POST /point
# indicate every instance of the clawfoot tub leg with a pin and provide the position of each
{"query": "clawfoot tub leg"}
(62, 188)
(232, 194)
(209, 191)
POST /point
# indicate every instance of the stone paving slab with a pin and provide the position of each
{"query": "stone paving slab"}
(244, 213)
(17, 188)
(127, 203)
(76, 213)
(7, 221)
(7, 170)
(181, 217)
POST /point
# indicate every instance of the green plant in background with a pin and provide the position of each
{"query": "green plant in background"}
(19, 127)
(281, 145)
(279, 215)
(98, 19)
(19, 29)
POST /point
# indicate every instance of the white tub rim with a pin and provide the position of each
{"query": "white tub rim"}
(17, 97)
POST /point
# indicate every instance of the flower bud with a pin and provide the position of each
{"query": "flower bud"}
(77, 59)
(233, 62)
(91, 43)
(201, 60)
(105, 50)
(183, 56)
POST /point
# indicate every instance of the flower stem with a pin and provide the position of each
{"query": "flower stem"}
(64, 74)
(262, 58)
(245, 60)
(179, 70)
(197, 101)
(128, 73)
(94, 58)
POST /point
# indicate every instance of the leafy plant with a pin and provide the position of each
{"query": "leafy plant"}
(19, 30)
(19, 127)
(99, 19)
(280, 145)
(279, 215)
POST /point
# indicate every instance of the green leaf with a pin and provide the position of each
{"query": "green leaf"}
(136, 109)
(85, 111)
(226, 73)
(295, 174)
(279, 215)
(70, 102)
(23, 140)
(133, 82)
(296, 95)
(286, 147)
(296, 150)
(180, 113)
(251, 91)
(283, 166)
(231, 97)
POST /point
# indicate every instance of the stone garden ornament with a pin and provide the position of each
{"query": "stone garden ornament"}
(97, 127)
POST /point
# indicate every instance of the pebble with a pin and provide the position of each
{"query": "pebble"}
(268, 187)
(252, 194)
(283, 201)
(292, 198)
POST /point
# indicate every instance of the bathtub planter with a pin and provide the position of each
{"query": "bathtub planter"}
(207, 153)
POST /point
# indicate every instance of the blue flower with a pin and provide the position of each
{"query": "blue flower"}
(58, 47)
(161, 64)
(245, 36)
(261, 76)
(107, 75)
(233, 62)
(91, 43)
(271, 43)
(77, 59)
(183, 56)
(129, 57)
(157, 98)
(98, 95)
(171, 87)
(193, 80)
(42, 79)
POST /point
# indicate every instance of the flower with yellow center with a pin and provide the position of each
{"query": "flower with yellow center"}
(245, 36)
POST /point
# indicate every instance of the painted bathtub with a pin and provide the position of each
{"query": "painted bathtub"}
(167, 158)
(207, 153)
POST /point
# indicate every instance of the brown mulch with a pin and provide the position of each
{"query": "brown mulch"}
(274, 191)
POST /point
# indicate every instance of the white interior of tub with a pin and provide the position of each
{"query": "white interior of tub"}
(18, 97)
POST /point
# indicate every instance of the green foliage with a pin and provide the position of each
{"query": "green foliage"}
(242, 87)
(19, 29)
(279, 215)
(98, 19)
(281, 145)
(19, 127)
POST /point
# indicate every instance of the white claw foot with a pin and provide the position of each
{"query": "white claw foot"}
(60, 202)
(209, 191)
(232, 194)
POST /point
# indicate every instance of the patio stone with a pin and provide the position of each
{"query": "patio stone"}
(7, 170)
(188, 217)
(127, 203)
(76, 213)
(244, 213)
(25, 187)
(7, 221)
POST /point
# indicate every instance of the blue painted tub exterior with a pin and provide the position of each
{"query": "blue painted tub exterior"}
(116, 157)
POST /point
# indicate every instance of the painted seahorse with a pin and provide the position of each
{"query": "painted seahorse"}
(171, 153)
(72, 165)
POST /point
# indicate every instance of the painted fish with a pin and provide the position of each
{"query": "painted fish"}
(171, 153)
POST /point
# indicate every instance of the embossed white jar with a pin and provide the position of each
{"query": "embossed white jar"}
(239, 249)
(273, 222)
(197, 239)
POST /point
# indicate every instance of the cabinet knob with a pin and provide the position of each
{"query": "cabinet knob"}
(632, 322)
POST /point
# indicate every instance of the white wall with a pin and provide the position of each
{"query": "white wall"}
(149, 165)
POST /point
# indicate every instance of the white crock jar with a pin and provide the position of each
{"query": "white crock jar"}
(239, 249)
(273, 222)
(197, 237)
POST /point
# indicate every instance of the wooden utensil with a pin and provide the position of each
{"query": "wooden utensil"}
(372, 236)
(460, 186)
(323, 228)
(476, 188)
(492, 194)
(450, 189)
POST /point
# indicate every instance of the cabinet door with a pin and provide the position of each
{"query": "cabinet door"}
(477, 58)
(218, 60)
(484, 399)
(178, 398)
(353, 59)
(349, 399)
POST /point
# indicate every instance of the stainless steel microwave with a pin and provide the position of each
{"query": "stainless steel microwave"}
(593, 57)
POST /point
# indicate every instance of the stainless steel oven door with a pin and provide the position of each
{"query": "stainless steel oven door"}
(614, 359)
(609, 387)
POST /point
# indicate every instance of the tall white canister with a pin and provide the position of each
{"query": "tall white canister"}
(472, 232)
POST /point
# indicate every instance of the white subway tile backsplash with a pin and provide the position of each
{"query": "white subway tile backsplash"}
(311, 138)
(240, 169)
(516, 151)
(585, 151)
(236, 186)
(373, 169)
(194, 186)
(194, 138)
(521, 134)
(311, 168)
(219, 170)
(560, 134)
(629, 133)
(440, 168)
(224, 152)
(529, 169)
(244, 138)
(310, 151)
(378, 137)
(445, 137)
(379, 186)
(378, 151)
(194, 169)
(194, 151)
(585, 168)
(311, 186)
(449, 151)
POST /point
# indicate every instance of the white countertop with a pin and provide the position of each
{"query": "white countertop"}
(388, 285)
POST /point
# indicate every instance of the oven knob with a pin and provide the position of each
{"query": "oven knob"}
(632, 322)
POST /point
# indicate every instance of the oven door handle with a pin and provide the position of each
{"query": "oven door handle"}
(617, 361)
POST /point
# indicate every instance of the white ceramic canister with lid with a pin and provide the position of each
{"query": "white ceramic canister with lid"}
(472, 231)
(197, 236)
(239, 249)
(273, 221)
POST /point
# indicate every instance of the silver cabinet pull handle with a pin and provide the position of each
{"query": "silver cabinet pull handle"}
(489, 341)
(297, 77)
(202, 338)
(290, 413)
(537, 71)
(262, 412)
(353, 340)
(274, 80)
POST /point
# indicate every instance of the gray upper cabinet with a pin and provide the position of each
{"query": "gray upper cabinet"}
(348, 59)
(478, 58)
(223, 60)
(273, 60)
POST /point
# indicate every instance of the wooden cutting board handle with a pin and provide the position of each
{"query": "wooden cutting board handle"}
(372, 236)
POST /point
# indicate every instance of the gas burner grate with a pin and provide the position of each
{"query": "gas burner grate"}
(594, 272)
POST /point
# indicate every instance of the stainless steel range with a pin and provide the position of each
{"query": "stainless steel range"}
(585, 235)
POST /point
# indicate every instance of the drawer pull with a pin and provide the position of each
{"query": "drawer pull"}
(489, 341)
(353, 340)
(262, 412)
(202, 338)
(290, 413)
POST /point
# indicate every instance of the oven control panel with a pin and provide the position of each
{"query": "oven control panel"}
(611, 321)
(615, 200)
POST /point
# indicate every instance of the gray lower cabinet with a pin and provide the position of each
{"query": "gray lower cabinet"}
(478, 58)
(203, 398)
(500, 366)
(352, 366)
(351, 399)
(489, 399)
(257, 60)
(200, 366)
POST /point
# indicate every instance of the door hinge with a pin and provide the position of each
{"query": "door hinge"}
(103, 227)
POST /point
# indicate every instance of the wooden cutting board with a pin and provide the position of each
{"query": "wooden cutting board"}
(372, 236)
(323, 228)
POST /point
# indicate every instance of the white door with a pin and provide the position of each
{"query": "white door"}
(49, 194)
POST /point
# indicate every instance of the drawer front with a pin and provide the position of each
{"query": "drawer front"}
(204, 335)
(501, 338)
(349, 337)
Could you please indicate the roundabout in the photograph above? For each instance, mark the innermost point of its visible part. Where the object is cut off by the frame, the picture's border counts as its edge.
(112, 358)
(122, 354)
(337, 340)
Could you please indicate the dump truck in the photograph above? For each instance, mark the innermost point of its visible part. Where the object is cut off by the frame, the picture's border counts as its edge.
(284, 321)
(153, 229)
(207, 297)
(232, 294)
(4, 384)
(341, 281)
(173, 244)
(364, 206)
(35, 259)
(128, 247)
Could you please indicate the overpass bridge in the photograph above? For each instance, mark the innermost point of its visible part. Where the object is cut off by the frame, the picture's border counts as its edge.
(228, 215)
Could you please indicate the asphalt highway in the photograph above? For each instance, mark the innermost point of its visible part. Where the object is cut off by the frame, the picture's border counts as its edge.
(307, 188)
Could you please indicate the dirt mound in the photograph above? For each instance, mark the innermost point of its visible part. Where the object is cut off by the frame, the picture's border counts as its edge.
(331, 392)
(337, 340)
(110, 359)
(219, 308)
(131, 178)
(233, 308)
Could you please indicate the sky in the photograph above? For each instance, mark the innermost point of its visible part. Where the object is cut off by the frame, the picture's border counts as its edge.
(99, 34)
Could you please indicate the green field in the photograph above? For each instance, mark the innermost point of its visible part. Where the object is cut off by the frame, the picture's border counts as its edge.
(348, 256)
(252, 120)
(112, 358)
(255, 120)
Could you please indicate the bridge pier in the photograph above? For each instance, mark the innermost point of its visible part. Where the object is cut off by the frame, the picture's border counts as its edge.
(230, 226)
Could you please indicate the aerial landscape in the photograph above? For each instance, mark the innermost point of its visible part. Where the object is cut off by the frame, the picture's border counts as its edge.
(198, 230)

******

- _TASK_
Every line from the one containing "Could you please indicate the bridge" through the last line must be copied exactly; leave out the rest.

- _FINAL ANSWER_
Could you please indicate the bridge pier in the photograph above? For each instance, mark the innermost point of its visible part. Where the object is cut off by the frame, the picture's border counts as its edge.
(230, 226)
Could you please indicate the aerial landscape in the photograph above? For each instance, mark the innermost point of its visible part. Where the object is cut off by the frame, the picture's border counts as its edge.
(198, 230)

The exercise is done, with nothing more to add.